··· Excerpt ···

# What implement to use



## hustler54 (Jul 7, 2013)

Hey everyone, I'm new to the forum and a proud new owner of a 1948 8N Ford! I gave 750.00 for the tractor and 50.00 for a 5' finish mower both of which need a little work to use. I had 3.5 acres logged the later part of last year and then paid to have the tops and other underbrush raked and burned. I am still trying to teach my wife about low bidders and the finished result. Needless to say after it was said and done, she can see why the other bid was so much higher. Now don't get me wrong, the majority of the work was satisfactory but it did leave a little to be desired. I have some piles with a lot of dirt ( I can't figure how considering the guy used a grapple rake to rake and pile) that I'll have to bust and re bunch and burn. And I know alot of people will say nay with the little 8N but I think I can do it, just poke it a little slower and easier. I want to remove snags and roots that was not picked up the first go around. My initial thought was to rake with the utility/landscape/root/rock rake and then disc then go back and rake again. Now I'm thinking a box blade with scarifiers. What do you fine folks think would be the best implement(s) to accomplish this task? I can borrow a disc and rake, and I could probably find a box blade if needed. I know I'll need the rake to pile and shake dirt before hand but would a box blade work to get the snags and root or would the disc be better suited? Basically I want it as clean as possible because I'm planting grass and using the "unusable" finish mower to keep it cut. Thanks.


----------



## Hoodoo Valley (Nov 14, 2006)

Welcome to tractorforum.com Hustler. If you have remaining trees of any size that you want to keep, any sort of box scraper with teeth, will be hitting roots and stalling the tractor, and or killing your trees. If you still have stumps, those will break your disc and rake. I'm taking about the smaller stumps that you might not be able to see within the brush. A box scraper with the teeth lifted, or a back blade, will do a decent job at collecting the brush, but far and away, the best tool for the job in my humble opinion, is going to be a front end loader. The front end loader is especially handy if you can afford a set of pallet forks or a grapple. On the poor mans side of reality though, a box scraper is probably going to be your best asset.

··· Task material ···

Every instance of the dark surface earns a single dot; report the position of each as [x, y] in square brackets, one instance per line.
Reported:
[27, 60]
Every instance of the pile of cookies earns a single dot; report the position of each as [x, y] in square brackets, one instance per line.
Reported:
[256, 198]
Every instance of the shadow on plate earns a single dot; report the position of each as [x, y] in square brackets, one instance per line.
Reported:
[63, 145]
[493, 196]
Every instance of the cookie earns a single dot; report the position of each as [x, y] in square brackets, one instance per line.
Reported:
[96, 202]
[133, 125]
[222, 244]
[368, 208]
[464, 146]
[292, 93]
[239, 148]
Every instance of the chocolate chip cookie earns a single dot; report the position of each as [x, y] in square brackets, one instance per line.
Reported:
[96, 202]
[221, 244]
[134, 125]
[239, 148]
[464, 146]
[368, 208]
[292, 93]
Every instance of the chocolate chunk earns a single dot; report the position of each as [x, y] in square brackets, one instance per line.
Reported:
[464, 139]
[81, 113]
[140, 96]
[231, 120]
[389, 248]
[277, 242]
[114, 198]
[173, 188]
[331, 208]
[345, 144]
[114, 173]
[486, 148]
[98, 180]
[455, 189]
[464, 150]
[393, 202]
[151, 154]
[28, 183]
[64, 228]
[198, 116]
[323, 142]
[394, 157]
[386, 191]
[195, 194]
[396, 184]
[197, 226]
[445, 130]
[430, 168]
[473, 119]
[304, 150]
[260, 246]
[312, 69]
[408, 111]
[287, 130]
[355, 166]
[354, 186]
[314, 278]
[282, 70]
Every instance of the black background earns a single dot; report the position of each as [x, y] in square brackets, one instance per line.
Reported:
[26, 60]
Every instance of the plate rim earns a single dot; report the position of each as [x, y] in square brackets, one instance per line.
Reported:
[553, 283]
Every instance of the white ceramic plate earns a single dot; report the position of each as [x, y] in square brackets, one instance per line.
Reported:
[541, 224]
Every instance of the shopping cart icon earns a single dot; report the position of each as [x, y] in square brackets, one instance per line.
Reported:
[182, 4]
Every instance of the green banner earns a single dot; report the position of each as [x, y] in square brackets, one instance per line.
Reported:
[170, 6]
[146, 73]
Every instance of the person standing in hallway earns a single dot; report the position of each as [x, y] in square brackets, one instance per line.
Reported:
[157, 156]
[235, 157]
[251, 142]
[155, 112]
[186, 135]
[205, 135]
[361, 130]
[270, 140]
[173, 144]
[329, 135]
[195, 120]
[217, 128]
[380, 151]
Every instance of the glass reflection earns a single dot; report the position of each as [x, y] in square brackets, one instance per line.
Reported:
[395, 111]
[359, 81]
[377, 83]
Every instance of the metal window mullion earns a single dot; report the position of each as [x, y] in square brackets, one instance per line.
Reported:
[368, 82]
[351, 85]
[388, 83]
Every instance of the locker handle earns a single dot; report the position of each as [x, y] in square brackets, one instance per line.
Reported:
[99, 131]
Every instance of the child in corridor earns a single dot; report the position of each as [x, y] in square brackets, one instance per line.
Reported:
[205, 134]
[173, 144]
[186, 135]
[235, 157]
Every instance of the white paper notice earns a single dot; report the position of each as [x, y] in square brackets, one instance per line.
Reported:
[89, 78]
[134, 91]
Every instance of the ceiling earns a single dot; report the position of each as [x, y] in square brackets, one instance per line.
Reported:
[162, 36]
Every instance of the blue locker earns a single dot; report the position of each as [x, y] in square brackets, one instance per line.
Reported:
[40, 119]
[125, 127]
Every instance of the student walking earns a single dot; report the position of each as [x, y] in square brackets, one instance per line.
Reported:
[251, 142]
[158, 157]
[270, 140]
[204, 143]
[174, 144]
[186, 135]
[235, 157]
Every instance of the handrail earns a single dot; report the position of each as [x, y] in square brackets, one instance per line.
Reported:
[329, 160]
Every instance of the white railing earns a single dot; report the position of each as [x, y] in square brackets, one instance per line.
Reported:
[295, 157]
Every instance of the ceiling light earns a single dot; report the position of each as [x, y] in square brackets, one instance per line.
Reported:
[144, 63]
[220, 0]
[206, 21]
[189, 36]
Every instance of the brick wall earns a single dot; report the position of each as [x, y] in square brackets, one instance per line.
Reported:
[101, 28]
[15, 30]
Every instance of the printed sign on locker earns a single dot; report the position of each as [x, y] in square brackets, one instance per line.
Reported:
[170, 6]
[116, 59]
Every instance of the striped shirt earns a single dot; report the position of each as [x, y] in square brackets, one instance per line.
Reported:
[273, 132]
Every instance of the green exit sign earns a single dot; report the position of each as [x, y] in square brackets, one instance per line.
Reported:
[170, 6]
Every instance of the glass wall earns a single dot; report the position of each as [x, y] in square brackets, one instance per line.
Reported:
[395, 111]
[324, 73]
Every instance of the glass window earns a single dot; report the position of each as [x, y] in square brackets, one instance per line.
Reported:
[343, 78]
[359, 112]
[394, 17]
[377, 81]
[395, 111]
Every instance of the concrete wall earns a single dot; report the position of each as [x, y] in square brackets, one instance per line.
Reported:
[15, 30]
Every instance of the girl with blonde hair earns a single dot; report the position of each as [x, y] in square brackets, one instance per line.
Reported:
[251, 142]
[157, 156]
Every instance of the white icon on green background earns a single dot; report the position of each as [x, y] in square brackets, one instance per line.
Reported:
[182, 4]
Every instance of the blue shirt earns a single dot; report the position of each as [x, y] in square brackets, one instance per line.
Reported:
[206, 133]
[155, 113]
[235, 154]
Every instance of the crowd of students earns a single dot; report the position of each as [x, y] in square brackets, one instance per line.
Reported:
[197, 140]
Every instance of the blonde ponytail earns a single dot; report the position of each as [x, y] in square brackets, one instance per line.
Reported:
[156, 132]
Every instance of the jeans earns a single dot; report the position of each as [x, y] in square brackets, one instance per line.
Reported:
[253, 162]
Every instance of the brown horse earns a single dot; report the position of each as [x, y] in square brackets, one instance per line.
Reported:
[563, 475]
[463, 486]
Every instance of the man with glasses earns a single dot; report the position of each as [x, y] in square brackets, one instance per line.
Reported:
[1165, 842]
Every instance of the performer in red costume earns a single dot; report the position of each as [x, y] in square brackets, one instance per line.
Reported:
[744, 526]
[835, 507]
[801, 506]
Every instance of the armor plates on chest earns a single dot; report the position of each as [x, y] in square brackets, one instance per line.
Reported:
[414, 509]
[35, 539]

···

**Stated goal A:** Rescale the part of the entries that opens with the line containing "Every instance of the jeans" and closes with the line containing "[1165, 842]", both ends included. Reproduce every line of that span, requests too, but multiply each [x, y] coordinate in the answers by 0.4 and round it to a whole number, with halves rounding up.
**Stated goal B:** Resume the forum thread on choosing an implement for the 8N Ford from the point where it stops.

**Answer A:**
Every instance of the jeans earns a single dot; report the position of each as [x, y] in square brackets, one instance per line.
Reported:
[101, 65]
Every instance of the brown horse earns a single dot; report the position of each as [x, y] in square brackets, one instance per line.
Reported:
[225, 190]
[185, 194]
Every instance of the man with glasses earns a single dot; report the position of each as [x, y] in square brackets, one instance per line.
Reported:
[466, 337]

**Answer B:**
----------



## pogobill (Jan 31, 2012)

hustler54,
Your best bet would be to hire a good guy with an excavator for a day and you'd be surprised at the amount of work that that machine can do. It can rip up roots and stumps and fill holes and knock off humps before your very eyes. He could dig holes and bury all the stumps, get rid of all the stuff you don't want to deal with, and level everything on his way out. Then you could clean it up real nice with your 8N with a box scraper and dress it up nice with a landscape rake, or the box scraper if you are handy.
I've done a fair amount of work around my place, and I'll tell you, A local guy I know down the road is amazing with the excavator, and does more work in an afternoon than I could do in a month of Sundays!


----------



## hustler54 (Jul 7, 2013)

Well I bit the bullet today and bought a 5' box blade for 100.00! I need a cutting edge and the ripper shanks but I priced it out and looks like I'll have a nice blade for the tune of 290.00 that's including the 100.00 I spent for the blade. I think I'm still coming out ahead vs. buying new (499.99) for a 5' blade. Do you know if there is a magic angle to set the cutting edge to? Maybe 60 degrees or 70 to really get it to "cut"? Anyone?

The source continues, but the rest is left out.